(Excerpts from datasets on pointing at objects)
────────────────────
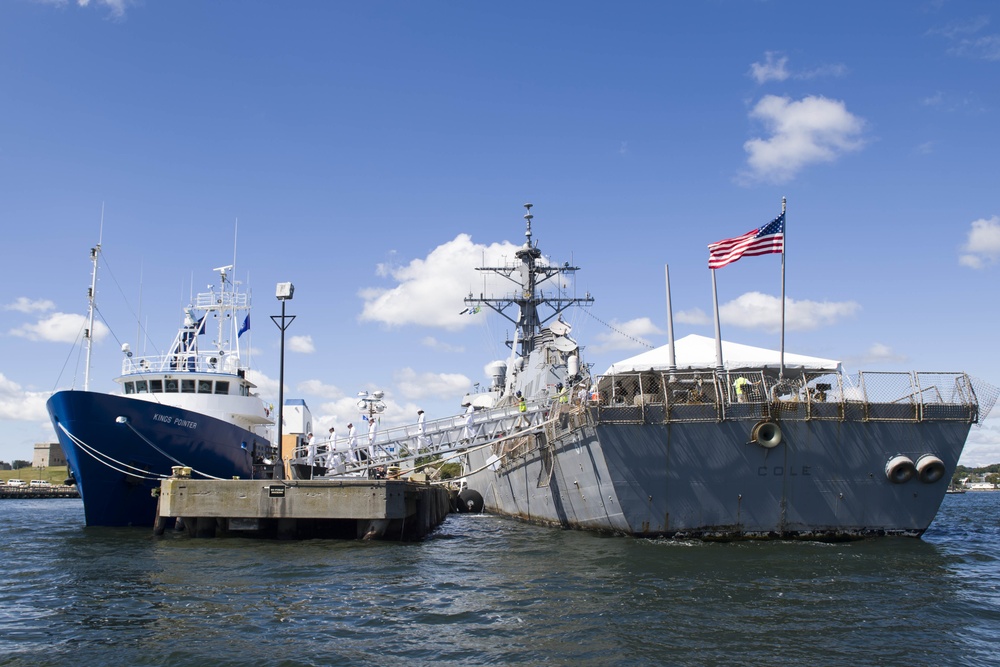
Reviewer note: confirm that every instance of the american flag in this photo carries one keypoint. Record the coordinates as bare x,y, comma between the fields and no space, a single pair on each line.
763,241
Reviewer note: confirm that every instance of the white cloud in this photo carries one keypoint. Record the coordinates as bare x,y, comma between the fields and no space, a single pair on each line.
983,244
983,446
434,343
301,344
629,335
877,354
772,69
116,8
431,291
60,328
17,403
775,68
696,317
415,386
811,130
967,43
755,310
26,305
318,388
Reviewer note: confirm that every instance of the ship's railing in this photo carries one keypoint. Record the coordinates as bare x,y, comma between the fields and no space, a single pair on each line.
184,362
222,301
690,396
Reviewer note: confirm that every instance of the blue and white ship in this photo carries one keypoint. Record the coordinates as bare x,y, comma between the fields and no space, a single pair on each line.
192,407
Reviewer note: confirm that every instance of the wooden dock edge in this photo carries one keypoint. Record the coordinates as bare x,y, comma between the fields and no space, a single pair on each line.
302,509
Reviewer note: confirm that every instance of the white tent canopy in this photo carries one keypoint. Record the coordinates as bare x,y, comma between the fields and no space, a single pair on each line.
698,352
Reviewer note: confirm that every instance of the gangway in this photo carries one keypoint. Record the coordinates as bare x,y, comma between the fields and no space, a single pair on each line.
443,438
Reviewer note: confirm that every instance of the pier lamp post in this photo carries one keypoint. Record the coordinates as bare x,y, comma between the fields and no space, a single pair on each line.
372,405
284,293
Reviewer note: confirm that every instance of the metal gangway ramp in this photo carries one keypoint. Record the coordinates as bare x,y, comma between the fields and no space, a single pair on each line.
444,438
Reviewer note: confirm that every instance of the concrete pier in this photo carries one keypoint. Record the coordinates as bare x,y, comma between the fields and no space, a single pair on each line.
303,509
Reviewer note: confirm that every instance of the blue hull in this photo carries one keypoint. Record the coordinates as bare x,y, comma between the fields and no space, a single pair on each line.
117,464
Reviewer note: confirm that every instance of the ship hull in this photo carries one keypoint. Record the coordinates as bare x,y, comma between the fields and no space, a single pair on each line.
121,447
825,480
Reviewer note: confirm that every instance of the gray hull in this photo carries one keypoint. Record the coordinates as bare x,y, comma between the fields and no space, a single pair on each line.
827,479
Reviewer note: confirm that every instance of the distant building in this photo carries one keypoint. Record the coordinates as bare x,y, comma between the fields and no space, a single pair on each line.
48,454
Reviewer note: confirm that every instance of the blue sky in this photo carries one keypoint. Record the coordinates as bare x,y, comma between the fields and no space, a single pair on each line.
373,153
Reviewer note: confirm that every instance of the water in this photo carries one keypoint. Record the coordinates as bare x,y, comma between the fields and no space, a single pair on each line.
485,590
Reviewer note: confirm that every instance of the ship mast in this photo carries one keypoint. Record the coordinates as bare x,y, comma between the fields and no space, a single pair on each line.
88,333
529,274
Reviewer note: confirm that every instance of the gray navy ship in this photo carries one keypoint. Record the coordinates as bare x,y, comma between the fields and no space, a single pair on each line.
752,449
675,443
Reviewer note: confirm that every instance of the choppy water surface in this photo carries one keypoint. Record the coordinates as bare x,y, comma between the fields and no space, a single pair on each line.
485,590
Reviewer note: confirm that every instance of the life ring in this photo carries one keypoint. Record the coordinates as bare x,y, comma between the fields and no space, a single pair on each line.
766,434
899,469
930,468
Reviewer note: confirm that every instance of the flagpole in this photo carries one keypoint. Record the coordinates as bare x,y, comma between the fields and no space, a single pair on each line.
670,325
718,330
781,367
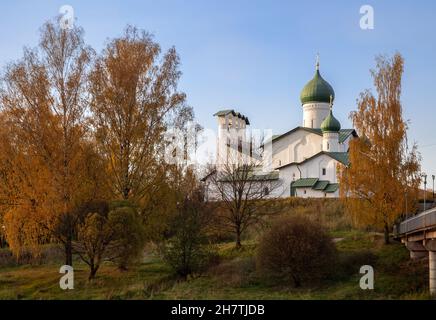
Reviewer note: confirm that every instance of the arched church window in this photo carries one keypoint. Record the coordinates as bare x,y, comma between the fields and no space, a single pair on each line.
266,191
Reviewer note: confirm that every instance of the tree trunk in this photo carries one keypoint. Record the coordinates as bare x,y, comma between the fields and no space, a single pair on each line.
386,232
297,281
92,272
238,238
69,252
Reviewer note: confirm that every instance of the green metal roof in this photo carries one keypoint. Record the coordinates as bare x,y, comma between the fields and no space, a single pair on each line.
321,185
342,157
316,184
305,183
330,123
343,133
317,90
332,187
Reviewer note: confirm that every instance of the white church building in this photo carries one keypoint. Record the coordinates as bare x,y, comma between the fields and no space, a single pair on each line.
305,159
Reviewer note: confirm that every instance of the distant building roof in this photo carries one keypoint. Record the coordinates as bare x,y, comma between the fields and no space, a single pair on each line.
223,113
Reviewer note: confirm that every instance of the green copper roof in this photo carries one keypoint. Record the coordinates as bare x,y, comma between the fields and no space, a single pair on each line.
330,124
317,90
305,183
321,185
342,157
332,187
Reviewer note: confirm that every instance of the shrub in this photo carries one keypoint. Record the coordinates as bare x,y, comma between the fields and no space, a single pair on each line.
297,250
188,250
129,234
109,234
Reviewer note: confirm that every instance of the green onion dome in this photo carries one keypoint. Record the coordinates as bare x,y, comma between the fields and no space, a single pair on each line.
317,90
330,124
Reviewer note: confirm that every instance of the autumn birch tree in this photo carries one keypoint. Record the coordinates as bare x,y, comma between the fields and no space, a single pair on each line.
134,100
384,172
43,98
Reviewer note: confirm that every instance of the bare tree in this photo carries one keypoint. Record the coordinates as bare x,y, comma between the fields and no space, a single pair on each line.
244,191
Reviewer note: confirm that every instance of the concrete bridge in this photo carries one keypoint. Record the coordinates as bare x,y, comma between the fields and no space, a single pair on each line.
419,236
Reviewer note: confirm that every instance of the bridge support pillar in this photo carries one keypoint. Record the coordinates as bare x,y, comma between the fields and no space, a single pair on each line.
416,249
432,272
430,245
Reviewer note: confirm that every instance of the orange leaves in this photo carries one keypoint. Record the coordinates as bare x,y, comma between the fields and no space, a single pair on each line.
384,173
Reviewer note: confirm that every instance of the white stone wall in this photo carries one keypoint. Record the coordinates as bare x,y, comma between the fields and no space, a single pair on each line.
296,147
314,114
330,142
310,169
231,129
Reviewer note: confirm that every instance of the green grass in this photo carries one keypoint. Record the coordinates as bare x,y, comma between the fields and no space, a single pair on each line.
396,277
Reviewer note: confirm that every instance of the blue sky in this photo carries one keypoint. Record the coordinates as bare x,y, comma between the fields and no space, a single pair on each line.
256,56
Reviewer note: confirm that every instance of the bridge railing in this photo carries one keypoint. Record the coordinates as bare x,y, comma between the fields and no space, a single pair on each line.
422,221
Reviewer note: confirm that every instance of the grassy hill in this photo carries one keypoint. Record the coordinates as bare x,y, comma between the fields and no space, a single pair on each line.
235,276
────────────────────
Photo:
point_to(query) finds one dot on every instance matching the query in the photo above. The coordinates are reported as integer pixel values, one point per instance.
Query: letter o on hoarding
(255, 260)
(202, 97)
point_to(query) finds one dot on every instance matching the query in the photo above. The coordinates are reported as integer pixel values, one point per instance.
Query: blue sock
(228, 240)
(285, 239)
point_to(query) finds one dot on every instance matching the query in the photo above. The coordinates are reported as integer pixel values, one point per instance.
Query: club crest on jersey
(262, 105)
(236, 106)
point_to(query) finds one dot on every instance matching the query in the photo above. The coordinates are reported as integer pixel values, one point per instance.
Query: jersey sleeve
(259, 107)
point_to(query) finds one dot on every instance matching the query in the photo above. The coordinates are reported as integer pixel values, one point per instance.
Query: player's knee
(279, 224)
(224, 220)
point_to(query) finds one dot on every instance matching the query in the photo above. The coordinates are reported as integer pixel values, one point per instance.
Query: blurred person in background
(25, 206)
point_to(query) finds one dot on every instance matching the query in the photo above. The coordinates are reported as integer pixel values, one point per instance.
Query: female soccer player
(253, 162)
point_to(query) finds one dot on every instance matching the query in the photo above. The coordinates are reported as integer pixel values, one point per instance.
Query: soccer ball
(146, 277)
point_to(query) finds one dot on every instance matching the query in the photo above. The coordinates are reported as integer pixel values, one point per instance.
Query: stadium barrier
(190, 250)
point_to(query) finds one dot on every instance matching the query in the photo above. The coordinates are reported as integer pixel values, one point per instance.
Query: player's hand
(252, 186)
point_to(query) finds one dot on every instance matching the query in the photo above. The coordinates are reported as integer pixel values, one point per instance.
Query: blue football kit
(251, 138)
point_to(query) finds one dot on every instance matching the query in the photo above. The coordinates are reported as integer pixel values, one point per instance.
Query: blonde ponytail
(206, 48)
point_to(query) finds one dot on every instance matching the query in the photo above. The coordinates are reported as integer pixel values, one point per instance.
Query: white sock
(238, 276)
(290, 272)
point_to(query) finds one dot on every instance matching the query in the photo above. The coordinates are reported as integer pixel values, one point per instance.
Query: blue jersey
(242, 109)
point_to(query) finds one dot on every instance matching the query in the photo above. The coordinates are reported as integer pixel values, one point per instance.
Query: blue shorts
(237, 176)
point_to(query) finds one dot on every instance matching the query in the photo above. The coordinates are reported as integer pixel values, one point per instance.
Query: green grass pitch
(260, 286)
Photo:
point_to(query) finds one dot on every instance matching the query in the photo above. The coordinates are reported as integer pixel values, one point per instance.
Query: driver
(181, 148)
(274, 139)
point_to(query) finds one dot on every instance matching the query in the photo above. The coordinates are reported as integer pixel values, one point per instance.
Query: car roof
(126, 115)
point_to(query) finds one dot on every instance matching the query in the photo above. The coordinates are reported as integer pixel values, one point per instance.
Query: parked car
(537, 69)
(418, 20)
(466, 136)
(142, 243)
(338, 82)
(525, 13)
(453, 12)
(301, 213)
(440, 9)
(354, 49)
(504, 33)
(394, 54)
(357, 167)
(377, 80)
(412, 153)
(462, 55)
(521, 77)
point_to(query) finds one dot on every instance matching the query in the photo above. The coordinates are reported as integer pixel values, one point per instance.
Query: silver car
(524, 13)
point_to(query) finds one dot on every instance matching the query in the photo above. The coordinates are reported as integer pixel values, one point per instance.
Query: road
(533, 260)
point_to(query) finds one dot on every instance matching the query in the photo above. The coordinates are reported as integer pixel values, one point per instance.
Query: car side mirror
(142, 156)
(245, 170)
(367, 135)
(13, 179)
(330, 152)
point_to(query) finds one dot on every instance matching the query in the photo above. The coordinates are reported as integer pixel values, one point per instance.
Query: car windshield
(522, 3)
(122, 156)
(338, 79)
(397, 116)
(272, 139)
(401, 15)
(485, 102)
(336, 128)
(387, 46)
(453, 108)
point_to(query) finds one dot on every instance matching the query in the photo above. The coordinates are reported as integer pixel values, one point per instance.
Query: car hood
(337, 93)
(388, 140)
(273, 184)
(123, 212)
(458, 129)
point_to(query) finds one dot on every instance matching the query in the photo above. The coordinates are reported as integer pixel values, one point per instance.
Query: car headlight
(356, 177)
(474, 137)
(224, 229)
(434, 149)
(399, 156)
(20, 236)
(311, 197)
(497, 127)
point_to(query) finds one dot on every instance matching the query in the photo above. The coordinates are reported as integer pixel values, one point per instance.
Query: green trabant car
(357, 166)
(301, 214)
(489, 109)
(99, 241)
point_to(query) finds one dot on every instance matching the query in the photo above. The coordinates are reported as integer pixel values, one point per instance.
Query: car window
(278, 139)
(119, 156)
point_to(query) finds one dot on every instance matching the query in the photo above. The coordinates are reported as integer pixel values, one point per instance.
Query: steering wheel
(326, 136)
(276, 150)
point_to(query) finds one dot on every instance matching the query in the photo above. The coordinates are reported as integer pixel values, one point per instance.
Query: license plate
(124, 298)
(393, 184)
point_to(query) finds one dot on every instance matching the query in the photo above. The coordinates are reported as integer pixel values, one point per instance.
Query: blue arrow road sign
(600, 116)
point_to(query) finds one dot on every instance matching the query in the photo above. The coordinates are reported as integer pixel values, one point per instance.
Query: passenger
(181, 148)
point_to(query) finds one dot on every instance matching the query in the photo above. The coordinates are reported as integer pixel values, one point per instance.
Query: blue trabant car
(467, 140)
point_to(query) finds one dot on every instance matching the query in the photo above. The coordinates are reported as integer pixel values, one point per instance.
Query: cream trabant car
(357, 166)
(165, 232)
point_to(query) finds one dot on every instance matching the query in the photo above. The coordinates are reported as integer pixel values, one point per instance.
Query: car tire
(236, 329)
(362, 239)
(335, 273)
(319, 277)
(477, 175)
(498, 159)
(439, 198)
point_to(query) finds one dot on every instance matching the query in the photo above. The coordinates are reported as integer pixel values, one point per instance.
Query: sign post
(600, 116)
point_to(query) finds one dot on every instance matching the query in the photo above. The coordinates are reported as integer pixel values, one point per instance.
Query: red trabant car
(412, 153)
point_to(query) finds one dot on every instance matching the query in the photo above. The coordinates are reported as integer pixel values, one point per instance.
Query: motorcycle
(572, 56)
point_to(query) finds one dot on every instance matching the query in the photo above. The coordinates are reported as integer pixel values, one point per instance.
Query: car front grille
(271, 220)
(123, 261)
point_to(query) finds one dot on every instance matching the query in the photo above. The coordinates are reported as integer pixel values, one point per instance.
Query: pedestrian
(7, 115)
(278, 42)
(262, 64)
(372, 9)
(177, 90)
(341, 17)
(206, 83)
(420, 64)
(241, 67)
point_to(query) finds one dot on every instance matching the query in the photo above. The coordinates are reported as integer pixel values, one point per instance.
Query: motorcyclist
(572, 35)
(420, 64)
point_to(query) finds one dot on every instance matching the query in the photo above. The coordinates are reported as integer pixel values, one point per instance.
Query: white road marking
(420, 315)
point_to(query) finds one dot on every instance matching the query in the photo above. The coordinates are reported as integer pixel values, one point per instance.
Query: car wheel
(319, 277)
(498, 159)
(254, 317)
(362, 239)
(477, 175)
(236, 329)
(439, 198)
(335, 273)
────────────────────
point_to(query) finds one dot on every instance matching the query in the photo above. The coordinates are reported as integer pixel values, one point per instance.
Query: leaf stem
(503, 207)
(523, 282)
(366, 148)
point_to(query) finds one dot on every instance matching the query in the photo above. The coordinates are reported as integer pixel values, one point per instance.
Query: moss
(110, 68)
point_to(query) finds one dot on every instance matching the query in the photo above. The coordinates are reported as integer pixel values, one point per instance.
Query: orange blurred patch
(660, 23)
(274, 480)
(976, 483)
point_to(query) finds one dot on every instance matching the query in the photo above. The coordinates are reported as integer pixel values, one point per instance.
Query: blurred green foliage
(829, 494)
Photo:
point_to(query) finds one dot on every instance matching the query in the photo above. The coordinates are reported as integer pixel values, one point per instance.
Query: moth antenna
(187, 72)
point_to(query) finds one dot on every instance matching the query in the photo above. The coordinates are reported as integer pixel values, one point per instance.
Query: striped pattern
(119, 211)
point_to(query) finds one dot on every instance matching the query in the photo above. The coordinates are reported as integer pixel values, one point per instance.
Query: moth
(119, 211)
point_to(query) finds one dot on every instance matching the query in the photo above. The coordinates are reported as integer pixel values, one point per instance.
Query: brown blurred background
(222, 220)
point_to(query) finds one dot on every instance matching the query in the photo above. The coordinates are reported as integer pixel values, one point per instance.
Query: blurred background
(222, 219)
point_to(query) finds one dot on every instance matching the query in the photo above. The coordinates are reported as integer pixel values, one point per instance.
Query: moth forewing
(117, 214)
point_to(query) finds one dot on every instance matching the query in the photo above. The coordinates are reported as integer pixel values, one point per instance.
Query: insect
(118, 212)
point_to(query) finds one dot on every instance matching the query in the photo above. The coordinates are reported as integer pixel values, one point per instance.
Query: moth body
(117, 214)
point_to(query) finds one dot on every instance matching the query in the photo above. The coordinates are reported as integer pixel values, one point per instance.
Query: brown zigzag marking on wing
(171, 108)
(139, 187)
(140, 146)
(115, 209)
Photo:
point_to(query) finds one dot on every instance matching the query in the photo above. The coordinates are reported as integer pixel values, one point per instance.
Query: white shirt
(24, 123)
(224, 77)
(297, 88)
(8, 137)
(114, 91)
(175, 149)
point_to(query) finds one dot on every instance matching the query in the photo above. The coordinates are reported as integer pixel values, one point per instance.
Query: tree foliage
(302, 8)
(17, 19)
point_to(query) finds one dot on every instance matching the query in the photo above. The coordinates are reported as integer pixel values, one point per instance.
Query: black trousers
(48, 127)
────────────────────
▸ **EXERCISE DESCRIPTION**
Which lines above contain the word "concrete", with case counting? Find each of them and copy it out in full.

▸ **FINAL RESULT**
Reviewer note: confirm that every instance of the concrete pier in this photo carries one keypoint. Record the coordinates as bare x,y, comma between the fields and no space, a single pair on each line.
Reviewer note: confirm that every instance of the concrete bridge in this photo carries one keypoint. Record the coordinates as bare x,y, comma between the fields and no space, a single pair on each line.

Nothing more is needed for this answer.